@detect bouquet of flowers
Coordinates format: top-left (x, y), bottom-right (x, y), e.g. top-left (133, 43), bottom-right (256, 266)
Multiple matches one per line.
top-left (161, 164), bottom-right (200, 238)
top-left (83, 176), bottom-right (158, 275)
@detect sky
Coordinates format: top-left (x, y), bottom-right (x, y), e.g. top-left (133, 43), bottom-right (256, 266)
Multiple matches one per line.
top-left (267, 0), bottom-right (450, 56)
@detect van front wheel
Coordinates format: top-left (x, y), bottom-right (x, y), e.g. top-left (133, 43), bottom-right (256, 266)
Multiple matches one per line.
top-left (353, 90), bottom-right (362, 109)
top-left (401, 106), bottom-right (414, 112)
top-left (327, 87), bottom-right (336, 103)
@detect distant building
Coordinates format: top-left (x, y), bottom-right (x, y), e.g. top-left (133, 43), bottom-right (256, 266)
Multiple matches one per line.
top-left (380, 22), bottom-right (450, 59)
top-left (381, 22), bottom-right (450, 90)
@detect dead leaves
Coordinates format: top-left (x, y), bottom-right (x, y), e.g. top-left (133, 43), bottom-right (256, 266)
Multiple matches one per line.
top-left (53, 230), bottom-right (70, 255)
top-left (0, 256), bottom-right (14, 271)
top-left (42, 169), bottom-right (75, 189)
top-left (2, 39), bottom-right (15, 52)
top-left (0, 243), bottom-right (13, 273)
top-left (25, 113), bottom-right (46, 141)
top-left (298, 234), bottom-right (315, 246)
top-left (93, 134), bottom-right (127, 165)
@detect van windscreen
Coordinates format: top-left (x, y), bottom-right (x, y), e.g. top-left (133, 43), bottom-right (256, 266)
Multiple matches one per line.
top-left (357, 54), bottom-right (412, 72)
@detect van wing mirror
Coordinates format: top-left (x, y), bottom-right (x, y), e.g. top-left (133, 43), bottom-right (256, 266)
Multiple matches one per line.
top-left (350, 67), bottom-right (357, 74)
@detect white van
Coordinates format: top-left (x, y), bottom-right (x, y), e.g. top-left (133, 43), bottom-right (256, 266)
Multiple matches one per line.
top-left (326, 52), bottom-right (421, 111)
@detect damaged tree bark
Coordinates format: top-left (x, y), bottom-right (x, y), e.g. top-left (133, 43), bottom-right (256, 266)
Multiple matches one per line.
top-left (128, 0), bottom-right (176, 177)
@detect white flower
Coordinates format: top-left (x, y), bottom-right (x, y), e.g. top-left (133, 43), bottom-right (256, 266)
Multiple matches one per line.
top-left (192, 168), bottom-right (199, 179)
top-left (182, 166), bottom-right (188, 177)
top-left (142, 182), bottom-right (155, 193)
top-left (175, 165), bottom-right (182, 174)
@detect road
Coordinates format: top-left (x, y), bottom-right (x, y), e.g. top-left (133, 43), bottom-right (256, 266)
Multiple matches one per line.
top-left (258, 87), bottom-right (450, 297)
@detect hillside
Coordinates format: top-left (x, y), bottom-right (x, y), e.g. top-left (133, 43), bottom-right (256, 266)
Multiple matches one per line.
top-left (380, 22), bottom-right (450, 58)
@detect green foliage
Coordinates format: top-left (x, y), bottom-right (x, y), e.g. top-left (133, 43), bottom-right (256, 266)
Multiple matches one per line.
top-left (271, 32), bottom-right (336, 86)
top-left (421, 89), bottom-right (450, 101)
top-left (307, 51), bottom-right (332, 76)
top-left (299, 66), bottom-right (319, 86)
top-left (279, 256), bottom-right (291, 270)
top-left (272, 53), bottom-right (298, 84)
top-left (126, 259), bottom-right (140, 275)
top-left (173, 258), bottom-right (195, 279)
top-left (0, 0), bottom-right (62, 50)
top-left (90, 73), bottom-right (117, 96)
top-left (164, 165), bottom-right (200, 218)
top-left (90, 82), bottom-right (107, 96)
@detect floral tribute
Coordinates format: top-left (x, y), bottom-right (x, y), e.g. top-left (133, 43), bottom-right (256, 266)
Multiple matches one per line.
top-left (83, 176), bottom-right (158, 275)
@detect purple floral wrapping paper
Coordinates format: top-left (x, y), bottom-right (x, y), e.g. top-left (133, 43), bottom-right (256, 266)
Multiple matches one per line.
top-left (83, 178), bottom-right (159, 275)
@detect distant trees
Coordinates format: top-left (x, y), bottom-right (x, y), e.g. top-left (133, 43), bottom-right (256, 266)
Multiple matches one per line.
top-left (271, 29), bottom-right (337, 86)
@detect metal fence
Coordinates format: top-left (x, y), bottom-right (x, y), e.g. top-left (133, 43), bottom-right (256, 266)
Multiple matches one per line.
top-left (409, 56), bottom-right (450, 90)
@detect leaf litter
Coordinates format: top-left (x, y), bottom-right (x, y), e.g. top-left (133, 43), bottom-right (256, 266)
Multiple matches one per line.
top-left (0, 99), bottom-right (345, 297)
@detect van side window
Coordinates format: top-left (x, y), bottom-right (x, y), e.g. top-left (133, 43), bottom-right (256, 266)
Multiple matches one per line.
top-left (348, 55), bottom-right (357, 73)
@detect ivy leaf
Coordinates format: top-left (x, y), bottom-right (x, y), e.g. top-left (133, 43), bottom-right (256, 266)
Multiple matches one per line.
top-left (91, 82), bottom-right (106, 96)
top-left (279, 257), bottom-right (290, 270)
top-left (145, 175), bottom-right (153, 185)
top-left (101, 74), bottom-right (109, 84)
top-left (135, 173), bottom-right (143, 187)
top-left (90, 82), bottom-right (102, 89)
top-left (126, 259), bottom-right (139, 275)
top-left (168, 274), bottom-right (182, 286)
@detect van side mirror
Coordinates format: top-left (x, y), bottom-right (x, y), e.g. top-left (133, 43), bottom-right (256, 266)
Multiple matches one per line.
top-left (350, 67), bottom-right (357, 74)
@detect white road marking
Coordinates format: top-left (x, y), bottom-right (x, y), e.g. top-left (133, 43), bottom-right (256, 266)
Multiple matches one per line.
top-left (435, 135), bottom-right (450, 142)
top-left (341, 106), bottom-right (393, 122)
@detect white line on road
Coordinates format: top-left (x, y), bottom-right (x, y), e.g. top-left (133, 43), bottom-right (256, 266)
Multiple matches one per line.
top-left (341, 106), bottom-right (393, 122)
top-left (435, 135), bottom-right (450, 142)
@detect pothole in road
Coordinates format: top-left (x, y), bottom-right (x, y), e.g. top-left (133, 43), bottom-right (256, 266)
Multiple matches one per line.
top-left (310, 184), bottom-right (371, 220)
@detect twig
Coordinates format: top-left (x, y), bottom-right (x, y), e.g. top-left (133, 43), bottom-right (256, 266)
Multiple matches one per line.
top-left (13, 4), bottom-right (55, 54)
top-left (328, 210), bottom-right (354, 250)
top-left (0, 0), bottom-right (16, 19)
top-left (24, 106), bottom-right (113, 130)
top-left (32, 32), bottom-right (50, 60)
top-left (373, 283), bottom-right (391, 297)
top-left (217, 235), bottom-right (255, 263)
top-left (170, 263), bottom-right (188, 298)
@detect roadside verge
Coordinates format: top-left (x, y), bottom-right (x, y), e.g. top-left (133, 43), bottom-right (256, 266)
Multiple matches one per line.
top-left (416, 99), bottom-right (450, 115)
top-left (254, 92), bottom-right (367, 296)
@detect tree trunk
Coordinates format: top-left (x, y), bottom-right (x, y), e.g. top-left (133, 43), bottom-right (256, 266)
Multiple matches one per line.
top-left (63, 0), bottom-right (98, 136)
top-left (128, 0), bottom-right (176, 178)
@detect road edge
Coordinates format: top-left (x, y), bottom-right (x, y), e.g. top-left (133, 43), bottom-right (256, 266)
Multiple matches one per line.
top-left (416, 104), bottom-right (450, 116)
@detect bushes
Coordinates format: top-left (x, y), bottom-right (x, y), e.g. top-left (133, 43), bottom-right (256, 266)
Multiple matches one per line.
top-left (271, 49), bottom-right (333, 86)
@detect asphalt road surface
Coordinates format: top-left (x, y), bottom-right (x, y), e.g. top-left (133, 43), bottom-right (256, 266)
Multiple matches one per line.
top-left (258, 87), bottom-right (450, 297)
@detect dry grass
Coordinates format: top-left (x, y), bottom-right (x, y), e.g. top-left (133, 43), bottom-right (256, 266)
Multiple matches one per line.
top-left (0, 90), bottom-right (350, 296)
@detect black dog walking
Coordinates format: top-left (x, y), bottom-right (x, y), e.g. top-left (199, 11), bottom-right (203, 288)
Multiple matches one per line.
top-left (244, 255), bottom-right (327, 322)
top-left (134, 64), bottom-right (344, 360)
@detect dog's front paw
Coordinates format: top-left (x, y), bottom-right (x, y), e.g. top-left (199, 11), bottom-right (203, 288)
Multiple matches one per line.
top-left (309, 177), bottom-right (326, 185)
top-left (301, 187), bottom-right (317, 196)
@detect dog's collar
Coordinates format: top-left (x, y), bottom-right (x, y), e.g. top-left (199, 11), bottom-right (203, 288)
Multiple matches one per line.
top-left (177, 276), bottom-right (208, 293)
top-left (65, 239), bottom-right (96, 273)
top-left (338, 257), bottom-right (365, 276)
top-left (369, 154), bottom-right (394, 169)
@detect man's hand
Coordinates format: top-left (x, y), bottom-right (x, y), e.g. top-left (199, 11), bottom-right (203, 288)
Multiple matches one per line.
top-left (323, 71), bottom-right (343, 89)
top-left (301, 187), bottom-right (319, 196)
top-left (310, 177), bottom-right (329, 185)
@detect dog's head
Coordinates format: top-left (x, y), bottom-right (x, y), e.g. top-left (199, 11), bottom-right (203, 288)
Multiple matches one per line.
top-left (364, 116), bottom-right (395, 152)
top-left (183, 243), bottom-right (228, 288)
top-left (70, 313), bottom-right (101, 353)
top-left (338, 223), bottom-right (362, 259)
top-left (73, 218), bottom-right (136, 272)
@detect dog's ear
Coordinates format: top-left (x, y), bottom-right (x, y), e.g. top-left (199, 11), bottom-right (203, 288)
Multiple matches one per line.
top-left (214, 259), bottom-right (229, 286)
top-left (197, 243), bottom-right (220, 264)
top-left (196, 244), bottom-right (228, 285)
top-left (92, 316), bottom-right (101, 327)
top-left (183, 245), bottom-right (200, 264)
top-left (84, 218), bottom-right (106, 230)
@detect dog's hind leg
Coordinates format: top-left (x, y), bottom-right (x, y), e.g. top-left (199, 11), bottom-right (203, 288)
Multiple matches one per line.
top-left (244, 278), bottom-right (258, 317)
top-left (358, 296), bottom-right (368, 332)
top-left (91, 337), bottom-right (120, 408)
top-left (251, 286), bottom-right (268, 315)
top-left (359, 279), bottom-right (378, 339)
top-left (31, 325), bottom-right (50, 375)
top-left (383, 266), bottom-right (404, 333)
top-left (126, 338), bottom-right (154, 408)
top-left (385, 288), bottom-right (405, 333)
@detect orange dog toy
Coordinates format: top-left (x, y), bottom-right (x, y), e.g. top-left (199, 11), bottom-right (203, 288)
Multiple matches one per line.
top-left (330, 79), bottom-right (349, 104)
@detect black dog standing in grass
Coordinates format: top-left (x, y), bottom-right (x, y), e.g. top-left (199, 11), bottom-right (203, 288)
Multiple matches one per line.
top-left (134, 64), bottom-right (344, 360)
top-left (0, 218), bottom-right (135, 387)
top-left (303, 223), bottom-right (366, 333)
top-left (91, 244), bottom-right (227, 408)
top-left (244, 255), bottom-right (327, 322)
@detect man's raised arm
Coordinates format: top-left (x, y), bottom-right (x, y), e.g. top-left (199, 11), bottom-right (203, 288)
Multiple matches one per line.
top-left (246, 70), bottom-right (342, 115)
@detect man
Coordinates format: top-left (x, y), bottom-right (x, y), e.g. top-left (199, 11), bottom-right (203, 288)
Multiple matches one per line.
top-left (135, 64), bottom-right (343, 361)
·····
WHAT TO PRODUCE - From the preceding records, count the lines where "front" occurs and reply with the number only.

RESPONSE TO THE EXERCISE - 2